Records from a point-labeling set
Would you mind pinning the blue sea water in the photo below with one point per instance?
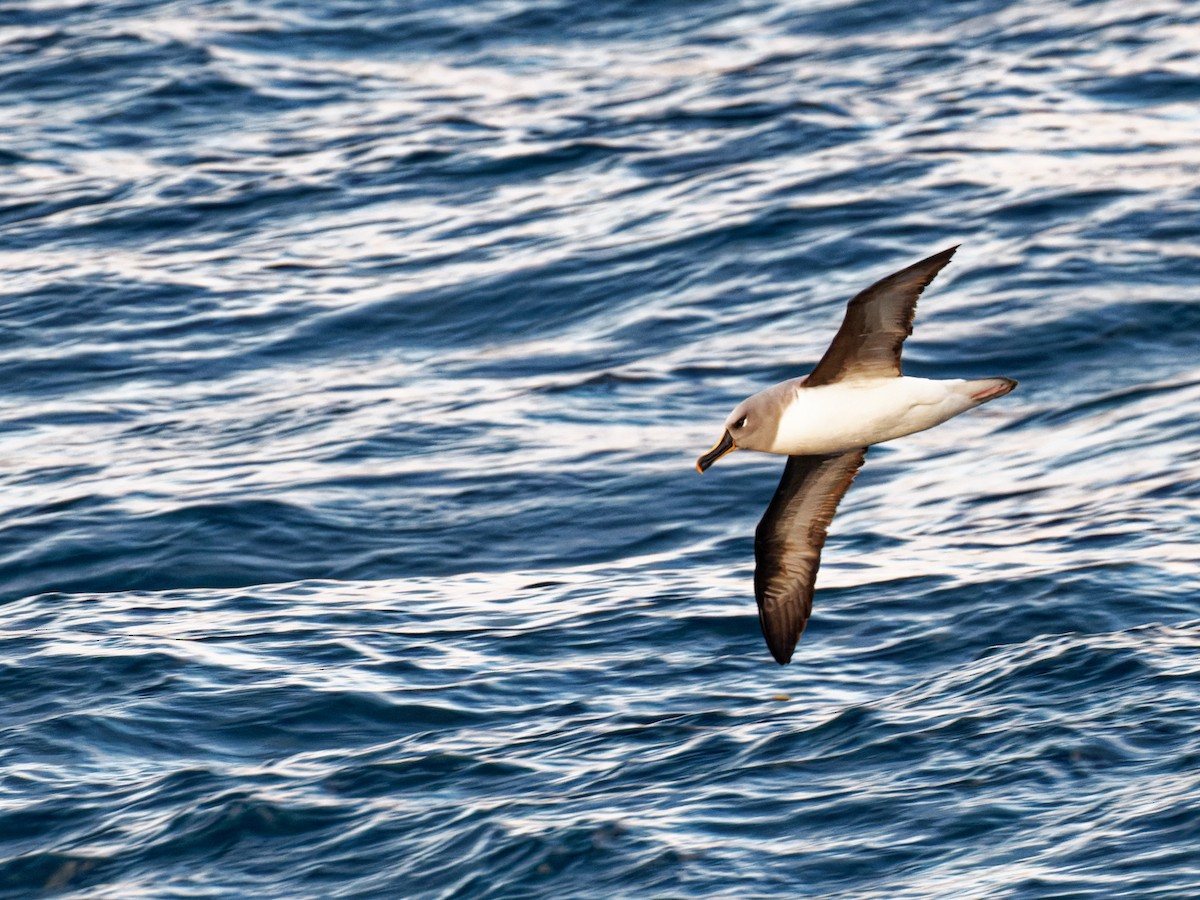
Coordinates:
(354, 358)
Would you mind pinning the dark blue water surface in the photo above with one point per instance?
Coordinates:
(354, 360)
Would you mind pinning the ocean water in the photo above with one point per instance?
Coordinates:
(354, 358)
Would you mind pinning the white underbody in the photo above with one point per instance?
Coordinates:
(845, 415)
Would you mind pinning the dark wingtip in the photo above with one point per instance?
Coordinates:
(783, 657)
(780, 641)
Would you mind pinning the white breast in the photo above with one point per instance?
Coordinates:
(840, 417)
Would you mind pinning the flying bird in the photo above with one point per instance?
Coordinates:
(823, 423)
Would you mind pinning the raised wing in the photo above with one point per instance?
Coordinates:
(877, 321)
(787, 544)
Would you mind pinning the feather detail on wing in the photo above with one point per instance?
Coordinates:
(789, 540)
(877, 321)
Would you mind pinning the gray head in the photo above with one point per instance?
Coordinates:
(751, 426)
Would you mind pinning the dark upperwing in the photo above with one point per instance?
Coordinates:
(877, 321)
(789, 539)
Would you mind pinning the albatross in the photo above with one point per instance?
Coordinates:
(823, 423)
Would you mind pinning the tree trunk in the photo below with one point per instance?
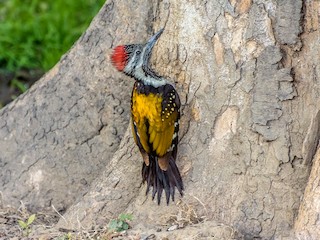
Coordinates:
(247, 75)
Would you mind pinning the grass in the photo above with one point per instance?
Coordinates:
(35, 33)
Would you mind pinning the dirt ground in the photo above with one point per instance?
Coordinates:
(43, 228)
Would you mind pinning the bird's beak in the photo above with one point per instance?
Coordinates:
(149, 46)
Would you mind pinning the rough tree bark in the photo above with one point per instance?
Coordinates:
(247, 73)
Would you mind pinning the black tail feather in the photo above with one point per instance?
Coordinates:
(162, 180)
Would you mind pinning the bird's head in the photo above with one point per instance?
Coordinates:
(131, 58)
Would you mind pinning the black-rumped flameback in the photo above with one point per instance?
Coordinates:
(155, 114)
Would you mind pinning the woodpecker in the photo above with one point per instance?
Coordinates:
(155, 114)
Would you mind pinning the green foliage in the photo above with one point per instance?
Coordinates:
(35, 33)
(25, 226)
(121, 223)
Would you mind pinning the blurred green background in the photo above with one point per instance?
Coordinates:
(34, 34)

__EXERCISE GOAL__. Copy every one of the records above word for word, and leave the pictures out of your copy.

__OUTPUT FOR THIS EXERCISE__.
Would you mind pinning the blue sea water in the photo below with one point per instance?
Coordinates:
(354, 358)
Would you mind pinning the dark blue water surface in the photo above with one point per instance?
Coordinates:
(354, 360)
Would you mind pinning the ocean water in the photo above with one point per instance?
Coordinates:
(354, 358)
Would you mind pinning the white underbody in the photo above with one point per instance?
Coordinates:
(845, 415)
Would you mind pinning the dark wingtip in the photo above with one point per instance?
Coordinates:
(783, 657)
(780, 641)
Would you mind pinning the white breast in the photo above with one point per instance?
Coordinates:
(840, 417)
Would you mind pinning the flying bird in the photo above with one point per instance?
Coordinates:
(823, 423)
Would you mind pinning the raised wing in the photo above with one point per instance?
Coordinates:
(877, 321)
(787, 544)
Would you mind pinning the feather detail on wing in the photo above with one point per instance?
Coordinates:
(789, 540)
(877, 321)
Would you mind pinning the gray head in the photo above with one point per instance?
Coordinates:
(751, 426)
Would you mind pinning the dark upperwing in the photo above with one point per instance?
Coordinates:
(877, 321)
(789, 539)
Would you mind pinning the albatross in the photo above with one point per instance?
Coordinates:
(823, 423)
Would you mind pinning the tree trunk in the photo below with one point per instance?
Coordinates:
(247, 75)
Would you mind pinning the grass in the photo above with one point per instance?
Coordinates:
(35, 33)
Would you mind pinning the dirt ground in the photo above with one point per instance?
Coordinates:
(43, 228)
Would you mind pinning the bird's beak in the photo above with one point per instance?
Coordinates:
(149, 46)
Would you mind pinning the rough tree bark in the photo above with one point per instance?
Coordinates:
(247, 73)
Would you mind pinning the black tail feather in the photo above with one point per instance?
Coordinates:
(162, 180)
Would you mind pinning the bird's head in the photo above with one point per instance?
Coordinates:
(131, 58)
Would you mind pinning the black-rumped flameback in the photo above with one point per instance?
Coordinates:
(155, 114)
Would you mind pinning the woodpecker in the photo above with one point per instance?
Coordinates:
(155, 114)
Would you mind pinning the green foliage in the photo above with one point per instance?
Coordinates:
(35, 33)
(25, 226)
(121, 223)
Would you mind pinning the blurred green background in the photo above with one point per instance?
Coordinates:
(34, 34)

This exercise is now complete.